## Stated problem
Write out the complete material exactly as it stands.

## Data provided
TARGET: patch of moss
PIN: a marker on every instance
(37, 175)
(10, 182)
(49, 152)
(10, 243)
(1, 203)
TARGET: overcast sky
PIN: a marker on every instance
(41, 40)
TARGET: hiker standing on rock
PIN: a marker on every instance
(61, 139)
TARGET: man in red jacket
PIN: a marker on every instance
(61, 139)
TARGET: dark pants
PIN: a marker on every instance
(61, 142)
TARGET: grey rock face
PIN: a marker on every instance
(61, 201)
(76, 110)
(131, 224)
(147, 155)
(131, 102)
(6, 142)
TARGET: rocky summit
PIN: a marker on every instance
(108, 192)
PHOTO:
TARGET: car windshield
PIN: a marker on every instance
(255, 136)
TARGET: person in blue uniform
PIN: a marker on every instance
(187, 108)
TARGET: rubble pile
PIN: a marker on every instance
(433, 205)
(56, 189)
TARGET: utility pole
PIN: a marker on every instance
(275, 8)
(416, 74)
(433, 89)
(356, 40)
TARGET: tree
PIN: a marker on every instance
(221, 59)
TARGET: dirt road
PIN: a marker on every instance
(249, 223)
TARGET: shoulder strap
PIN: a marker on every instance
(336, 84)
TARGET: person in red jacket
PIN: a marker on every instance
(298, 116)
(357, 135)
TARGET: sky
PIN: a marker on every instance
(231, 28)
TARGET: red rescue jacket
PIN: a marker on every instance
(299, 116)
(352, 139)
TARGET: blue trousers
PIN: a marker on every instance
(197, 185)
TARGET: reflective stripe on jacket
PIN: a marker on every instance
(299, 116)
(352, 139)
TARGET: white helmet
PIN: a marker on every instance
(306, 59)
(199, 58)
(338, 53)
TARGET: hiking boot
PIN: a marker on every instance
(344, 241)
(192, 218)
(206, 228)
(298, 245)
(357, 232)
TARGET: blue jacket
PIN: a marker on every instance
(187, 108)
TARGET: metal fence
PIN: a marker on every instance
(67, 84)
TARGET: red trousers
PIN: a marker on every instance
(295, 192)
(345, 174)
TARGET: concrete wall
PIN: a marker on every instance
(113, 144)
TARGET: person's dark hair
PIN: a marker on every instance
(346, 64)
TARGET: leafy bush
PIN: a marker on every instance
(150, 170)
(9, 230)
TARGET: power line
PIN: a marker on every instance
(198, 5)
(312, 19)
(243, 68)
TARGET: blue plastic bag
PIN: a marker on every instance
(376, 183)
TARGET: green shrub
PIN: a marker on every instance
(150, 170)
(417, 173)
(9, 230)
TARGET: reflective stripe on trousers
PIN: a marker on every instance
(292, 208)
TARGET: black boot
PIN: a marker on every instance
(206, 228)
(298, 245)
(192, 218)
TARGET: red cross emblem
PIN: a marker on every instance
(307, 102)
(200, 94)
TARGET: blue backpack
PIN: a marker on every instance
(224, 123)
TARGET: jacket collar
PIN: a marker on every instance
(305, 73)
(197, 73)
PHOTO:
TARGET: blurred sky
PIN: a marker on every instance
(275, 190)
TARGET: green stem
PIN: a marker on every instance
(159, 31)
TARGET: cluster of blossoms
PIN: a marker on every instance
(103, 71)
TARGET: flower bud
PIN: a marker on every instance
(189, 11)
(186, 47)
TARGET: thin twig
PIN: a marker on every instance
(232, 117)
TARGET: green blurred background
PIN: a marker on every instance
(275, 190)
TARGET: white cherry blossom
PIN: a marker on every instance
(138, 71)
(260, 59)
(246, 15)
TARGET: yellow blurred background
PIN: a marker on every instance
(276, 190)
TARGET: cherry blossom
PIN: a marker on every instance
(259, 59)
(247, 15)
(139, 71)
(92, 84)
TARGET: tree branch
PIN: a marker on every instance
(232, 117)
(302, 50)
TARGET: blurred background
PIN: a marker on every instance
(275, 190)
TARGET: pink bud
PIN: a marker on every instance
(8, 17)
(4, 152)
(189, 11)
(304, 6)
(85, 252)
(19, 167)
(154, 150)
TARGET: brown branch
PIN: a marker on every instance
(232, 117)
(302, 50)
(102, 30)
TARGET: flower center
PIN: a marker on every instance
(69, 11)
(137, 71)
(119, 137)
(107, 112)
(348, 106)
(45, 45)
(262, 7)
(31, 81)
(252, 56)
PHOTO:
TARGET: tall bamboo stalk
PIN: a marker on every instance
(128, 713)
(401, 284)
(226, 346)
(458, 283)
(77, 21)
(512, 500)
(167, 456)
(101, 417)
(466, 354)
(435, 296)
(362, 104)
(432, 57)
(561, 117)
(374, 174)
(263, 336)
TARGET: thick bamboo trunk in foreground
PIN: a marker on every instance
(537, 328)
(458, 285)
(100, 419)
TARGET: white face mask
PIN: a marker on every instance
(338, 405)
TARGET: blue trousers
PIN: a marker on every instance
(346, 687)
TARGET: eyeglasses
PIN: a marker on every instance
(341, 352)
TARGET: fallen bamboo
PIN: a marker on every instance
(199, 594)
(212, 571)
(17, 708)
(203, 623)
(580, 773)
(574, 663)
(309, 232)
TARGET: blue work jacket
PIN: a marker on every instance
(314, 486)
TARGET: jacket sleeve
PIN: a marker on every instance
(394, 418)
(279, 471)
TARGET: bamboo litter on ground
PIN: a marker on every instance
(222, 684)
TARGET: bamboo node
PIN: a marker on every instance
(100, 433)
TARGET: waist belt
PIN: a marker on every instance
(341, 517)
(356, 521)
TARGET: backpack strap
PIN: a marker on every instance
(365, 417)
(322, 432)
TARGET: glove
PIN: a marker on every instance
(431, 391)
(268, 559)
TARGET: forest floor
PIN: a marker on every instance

## Final result
TARGET: patch of moss
PIN: a marker on every instance
(37, 175)
(10, 182)
(49, 152)
(10, 243)
(1, 203)
TARGET: overcast sky
PIN: a marker on every instance
(41, 40)
TARGET: hiker standing on rock
PIN: a marker on every instance
(61, 139)
TARGET: man in red jacket
PIN: a marker on every instance
(61, 139)
TARGET: dark pants
PIN: a marker on every instance
(61, 142)
TARGET: grey rock face
PIN: a marker on every instance
(61, 201)
(76, 110)
(131, 224)
(147, 155)
(131, 102)
(6, 142)
TARGET: rocky summit
PIN: a marker on every instance
(108, 192)
PHOTO:
TARGET: car windshield
PIN: a marker on every instance
(255, 136)
TARGET: person in blue uniform
PIN: a marker on every instance
(187, 108)
TARGET: rubble pile
PIN: a marker on every instance
(433, 205)
(56, 189)
TARGET: utility pole
PIN: a marker on every instance
(275, 8)
(416, 74)
(433, 89)
(356, 40)
TARGET: tree
PIN: a marker on every instance
(221, 59)
TARGET: dirt road
PIN: a marker on every instance
(249, 223)
TARGET: shoulder strap
PIN: a marker on every instance
(336, 84)
TARGET: person in red jacket
PIN: a marker on every instance
(298, 116)
(357, 135)
TARGET: sky
PIN: a marker on every instance
(231, 28)
TARGET: red rescue jacket
PIN: a marker on every instance
(299, 116)
(352, 139)
TARGET: blue trousers
PIN: a marker on every instance
(197, 185)
TARGET: reflective stripe on jacket
PIN: a marker on every instance
(299, 116)
(352, 139)
TARGET: white helmet
PIN: a marker on every instance
(306, 59)
(199, 58)
(338, 53)
TARGET: hiking boot
PIN: a marker on every instance
(344, 241)
(192, 218)
(206, 228)
(298, 245)
(357, 232)
TARGET: blue jacket
PIN: a marker on every instance
(187, 108)
TARGET: metal fence
PIN: a marker on every instance
(67, 84)
TARGET: red trousers
PIN: a marker on every instance
(295, 192)
(345, 174)
TARGET: concrete wall
PIN: a marker on every instance
(113, 144)
TARGET: person's dark hair
PIN: a marker on every instance
(346, 64)
TARGET: leafy bush
PIN: a marker on every instance
(150, 170)
(9, 230)
TARGET: power line
PIN: a marker on every instance
(198, 5)
(312, 19)
(243, 68)
TARGET: blue plastic bag
PIN: a marker on every instance
(376, 183)
TARGET: green shrub
PIN: a marker on every instance
(150, 170)
(417, 173)
(9, 230)
TARGET: reflective stripe on trousers
PIN: a marker on every instance
(292, 208)
TARGET: black boot
PIN: a marker on every instance
(206, 228)
(298, 245)
(192, 218)
TARGET: red cross emblem
PIN: a marker on every instance
(307, 102)
(200, 94)
TARGET: blue backpack
PIN: a marker on every instance
(224, 123)
TARGET: jacket collar
PIN: a marker on every instance
(305, 73)
(197, 73)
PHOTO:
TARGET: blurred sky
PIN: a marker on every instance
(275, 190)
TARGET: green stem
PIN: a marker on every instance
(159, 31)
TARGET: cluster of blossoms
PIN: a marker on every instance
(103, 71)
TARGET: flower bud
PIN: a marker on every instance
(189, 11)
(186, 47)
TARGET: thin twig
PIN: a marker on every instance
(232, 117)
TARGET: green blurred background
PIN: a marker on every instance
(275, 190)
TARGET: white cherry blossom
PIN: a marker on every instance
(138, 71)
(260, 59)
(246, 15)
TARGET: yellow blurred background
PIN: a marker on every instance
(276, 190)
TARGET: cherry blossom
PIN: a marker on every instance
(259, 59)
(247, 15)
(139, 71)
(92, 84)
TARGET: tree branch
PIN: a marker on every instance
(232, 117)
(302, 50)
TARGET: blurred background
PIN: a marker on every instance
(275, 190)
TARGET: pink bud
PIN: a marker on every instance
(8, 17)
(4, 152)
(189, 11)
(304, 6)
(85, 252)
(19, 167)
(154, 150)
TARGET: brown branch
PIN: a marker on every instance
(232, 117)
(302, 50)
(102, 30)
TARGET: flower center
PIN: a marker on every instance
(69, 11)
(137, 71)
(119, 137)
(107, 112)
(348, 106)
(45, 45)
(262, 7)
(31, 81)
(252, 56)
PHOTO:
TARGET: tall bamboo stalk
PIN: a marker on every instance
(128, 713)
(401, 284)
(226, 346)
(458, 283)
(77, 21)
(512, 500)
(167, 456)
(101, 417)
(466, 354)
(435, 296)
(362, 104)
(432, 57)
(561, 117)
(374, 174)
(263, 336)
TARGET: thick bamboo trunk in foreground
PIN: a marker on every instance
(537, 328)
(458, 285)
(100, 419)
TARGET: white face mask
PIN: a marker on every instance
(338, 405)
TARGET: blue trousers
PIN: a marker on every instance
(346, 687)
TARGET: eyeglasses
PIN: a marker on every instance
(341, 352)
TARGET: fallen bamboo
PIN: a marker on every instance
(199, 594)
(212, 571)
(17, 708)
(203, 623)
(580, 773)
(574, 663)
(309, 232)
TARGET: blue work jacket
PIN: a marker on every instance
(314, 486)
TARGET: jacket sleeve
PIN: a marker on every instance
(394, 418)
(279, 471)
TARGET: bamboo litter on ground
PIN: a marker on every instance
(222, 684)
TARGET: bamboo node
PIN: a marker on every instance
(100, 433)
TARGET: waist belt
PIN: a marker on every instance
(341, 517)
(356, 521)
TARGET: backpack strap
PIN: a marker on every instance
(365, 417)
(322, 432)
TARGET: glove
PIN: a marker on every instance
(431, 391)
(268, 559)
TARGET: forest floor
PIN: a marker on every instance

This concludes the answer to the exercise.